Problem to work on » Every line containing the word "where" must be pulled from the records.

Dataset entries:

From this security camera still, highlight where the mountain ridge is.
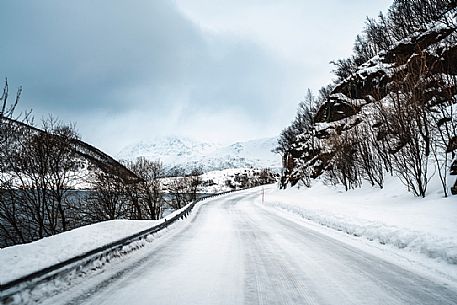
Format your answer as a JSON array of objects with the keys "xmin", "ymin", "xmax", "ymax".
[{"xmin": 116, "ymin": 136, "xmax": 281, "ymax": 172}]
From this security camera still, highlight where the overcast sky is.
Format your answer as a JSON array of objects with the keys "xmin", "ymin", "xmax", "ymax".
[{"xmin": 1, "ymin": 0, "xmax": 391, "ymax": 154}]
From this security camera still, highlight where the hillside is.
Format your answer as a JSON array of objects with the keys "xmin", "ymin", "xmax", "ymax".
[
  {"xmin": 1, "ymin": 117, "xmax": 140, "ymax": 184},
  {"xmin": 278, "ymin": 2, "xmax": 457, "ymax": 197},
  {"xmin": 117, "ymin": 137, "xmax": 281, "ymax": 172}
]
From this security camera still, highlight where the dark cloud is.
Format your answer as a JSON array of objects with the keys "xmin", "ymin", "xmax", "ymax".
[{"xmin": 1, "ymin": 1, "xmax": 206, "ymax": 114}]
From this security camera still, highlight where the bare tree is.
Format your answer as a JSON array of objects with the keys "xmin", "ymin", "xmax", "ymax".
[
  {"xmin": 327, "ymin": 131, "xmax": 361, "ymax": 191},
  {"xmin": 126, "ymin": 158, "xmax": 165, "ymax": 220},
  {"xmin": 355, "ymin": 124, "xmax": 384, "ymax": 188},
  {"xmin": 167, "ymin": 167, "xmax": 202, "ymax": 210},
  {"xmin": 0, "ymin": 79, "xmax": 22, "ymax": 192},
  {"xmin": 384, "ymin": 64, "xmax": 432, "ymax": 197},
  {"xmin": 88, "ymin": 170, "xmax": 129, "ymax": 221},
  {"xmin": 189, "ymin": 167, "xmax": 203, "ymax": 202},
  {"xmin": 6, "ymin": 117, "xmax": 82, "ymax": 237},
  {"xmin": 41, "ymin": 118, "xmax": 81, "ymax": 231}
]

Solution »
From this security camera still, highlight where the mountain ridge is.
From this security camera still, highlight where the overcast sky is.
From this security camera still, highlight where the hillside is.
From this security camera still, highlight where the dark cloud is.
From this security camera still, highlight where the bare tree is.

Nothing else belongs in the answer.